__Extrait du texte__:
Par Marianne St-Jacques le 16 avril 2018                      Lien  
Maintes fois primée pour ses illustrations jeunesse et ses albums de bande dessinée – elle est notamment récipiendaire de trois Prix littéraires du Gouverneur général et du Prix de la critique ACBD de la bande dessinée québécoise 2017 – Isabelle Arsenault s’expose au Musée de la Civilisation de Québec jusqu’au 6 mai 2018. Rencontre avec la dessinatrice de « Louis parmi les spectres » et de « L’oiseau de Colette » (La Pastèque).

À l’occasion du Festival Québec BD, l’exposition Les mondes imaginaires d’Isabelle Arsenault a pris l’affiche du Musée de la Civilisation de Québec. À l’intérieur de la salle, les planches de cinq albums de BD et livres jeunesse parus chez La Pastèque sont alignés de manière linéaire : Virginia Wolf (avec Kyo Maclear), Jane, le renard et moi (avec Fanny Britt), Louis parmi les spectres (avec Fanny Britt), Une berceuse en chiffons (avec Amy Novesky), et L’oiseau de Colette. Ces originaux sont accompagnés de surprenants objets qui font écho aux œuvres, dont un oiseau mécanique dans sa cage, une robe de fillette, ainsi qu’un renard et un raton laveur empaillés appartenant à l’artiste.

Dépouillées de leurs textes, ces illustrations n’en sont pas moins fortement littéraires, avec notamment des références à Jane Eyre de Charlotte Brontë, ainsi qu’à l’univers de Virginia Woolf. Du coin de l’œil, on aperçoit également un dessin de Maman, la sculpture en forme d’araignée géante de Louise Bourgeois, à qui est consacré l’album Une berceuse en chiffons. Ces illustrations ont un point en commun : elles portent toutes la signature visuelle d’Isabelle Arsenault, caractérisée par un trait faussement naïf, un recours au crayonné, ainsi qu’une utilisation parcimonieuse, mais saisissante, de la couleur.

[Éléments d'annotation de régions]
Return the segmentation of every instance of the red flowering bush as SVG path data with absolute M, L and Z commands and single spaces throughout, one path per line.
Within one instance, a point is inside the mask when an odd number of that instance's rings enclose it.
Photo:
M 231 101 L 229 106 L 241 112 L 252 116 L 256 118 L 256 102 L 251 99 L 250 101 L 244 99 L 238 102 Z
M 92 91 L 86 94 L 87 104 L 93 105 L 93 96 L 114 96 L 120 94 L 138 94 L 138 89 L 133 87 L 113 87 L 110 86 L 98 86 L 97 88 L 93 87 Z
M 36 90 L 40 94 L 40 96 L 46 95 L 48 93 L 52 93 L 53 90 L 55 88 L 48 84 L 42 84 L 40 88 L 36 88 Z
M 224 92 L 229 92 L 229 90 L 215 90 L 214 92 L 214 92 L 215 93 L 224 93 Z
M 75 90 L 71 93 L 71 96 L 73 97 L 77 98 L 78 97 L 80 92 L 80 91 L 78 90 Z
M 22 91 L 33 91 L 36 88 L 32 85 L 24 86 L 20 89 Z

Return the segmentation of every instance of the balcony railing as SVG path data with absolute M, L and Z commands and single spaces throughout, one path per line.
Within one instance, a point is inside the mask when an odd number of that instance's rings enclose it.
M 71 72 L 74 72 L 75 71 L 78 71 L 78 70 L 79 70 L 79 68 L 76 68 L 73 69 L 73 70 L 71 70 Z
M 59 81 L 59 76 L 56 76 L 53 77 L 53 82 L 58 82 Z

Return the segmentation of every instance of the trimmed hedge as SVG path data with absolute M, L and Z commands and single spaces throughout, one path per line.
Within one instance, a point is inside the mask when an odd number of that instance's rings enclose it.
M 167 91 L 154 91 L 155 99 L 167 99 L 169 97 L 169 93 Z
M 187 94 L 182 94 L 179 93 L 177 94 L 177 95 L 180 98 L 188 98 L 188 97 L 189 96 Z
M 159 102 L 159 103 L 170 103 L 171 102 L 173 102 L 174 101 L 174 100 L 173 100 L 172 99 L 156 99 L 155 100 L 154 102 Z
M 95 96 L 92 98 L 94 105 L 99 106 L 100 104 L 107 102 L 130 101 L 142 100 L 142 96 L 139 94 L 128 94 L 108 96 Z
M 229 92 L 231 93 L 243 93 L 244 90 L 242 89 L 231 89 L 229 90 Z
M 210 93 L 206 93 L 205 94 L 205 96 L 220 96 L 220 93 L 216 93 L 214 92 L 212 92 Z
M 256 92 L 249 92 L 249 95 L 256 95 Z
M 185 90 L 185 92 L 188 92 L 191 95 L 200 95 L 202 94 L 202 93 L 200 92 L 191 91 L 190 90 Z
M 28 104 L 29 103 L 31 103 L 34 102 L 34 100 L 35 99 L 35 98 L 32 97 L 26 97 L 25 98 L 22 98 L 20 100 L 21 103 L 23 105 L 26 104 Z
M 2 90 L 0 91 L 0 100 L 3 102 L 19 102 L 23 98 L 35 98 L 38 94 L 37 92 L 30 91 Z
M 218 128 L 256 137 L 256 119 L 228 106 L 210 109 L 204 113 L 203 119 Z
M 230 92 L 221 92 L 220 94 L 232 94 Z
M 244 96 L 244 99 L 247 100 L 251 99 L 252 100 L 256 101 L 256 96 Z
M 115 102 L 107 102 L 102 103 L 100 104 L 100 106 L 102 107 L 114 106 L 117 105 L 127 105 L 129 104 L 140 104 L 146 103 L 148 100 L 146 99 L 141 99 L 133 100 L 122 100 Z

__Consigne__:
Transcrivez fidèlement le passage de l'article sur l'exposition d'Isabelle Arsenault situé entre « À l’occasion du » et « appartenant à l’artiste. », ces deux extrémités incluses.

__Réponse__:
À l’occasion du Festival Québec BD, l’exposition Les mondes imaginaires d’Isabelle Arsenault a pris l’affiche du Musée de la Civilisation de Québec. À l’intérieur de la salle, les planches de cinq albums de BD et livres jeunesse parus chez La Pastèque sont alignés de manière linéaire : Virginia Wolf (avec Kyo Maclear), Jane, le renard et moi (avec Fanny Britt), Louis parmi les spectres (avec Fanny Britt), Une berceuse en chiffons (avec Amy Novesky), et L’oiseau de Colette. Ces originaux sont accompagnés de surprenants objets qui font écho aux œuvres, dont un oiseau mécanique dans sa cage, une robe de fillette, ainsi qu’un renard et un raton laveur empaillés appartenant à l’artiste.